>> start Document

The most common masking procedure is to place the workpiece on a
turntable and spin the workpiece in the presence of a relatively
stationary vertically-oriented abrasive fluid-jet. The abrasive
fluid-jet is moved radially to the turntable to translate the
abrasive fluid-jet across the surface of the workpiece. Because of
a shuttering effect as the fluid-jet transitions from the mask to
the workplace and the constant speed of the jet relative to the
workpiece, pocket edges tend to be rounded with an arcuate profile
at an intersection between a sidewall and the floor of the pocket.
Additionally, the abrasive fluid-jet tends, as well, to undercut
the workpiece at the mask interface. While the degree of rounding
and undercutting is dependent upon the pressure of the abrasive
fluid-jet flow and the relative speed between the workpiece and the
fluid-jet, the rounding and undercutting is pronounced enough to
confine the use of abrasive fluid-jet milling to relatively low
precision milling and it can be used to address only a limited
range of workpiece designs.
What is needed is a method and apparatus to exploit the abrasive
fluid-jet for precision milling without relying on a mask or
high-speed relative motion.
SUMMARY OF THE INVENTION
The present invention includes a method and apparatus for milling a
desired pocket in a solid workpiece by an abrasive fluid-jet by
moving and suitably orienting the abrasive fluid-jet relative to
the workpiece. The method includes defining a path of the abrasive
fluid-jet necessary to mill a desired pocket in the solid
workpiece. The path is defined by a number of parameters. The
parameters include a translation velocity, a fluid pressure, and an
abrasive fluid-jet position and orientation relative to the
workpiece. Generating a command set is according to the defined
path and is configured to drive a single-axis or multi-axis
computer numerical control manipulator system.

>> end Document
>> start Data excerpt

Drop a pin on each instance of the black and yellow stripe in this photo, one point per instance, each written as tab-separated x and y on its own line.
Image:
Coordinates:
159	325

>> end Data excerpt

What needs to be done.
Answer these about the fluid-jet milling text, one line each:
(a) In the most common masking procedure, what is the workpiece placed on?
(b) What two factors determine the degree of rounding and undercutting?
(c) What parameters define the path of the abrasive fluid-jet?

Right answer.
(a) A turntable.
(b) The pressure of the abrasive fluid-jet flow and the relative speed between the workpiece and the fluid-jet.
(c) A translation velocity, a fluid pressure, and an abrasive fluid-jet position and orientation relative to the workpiece.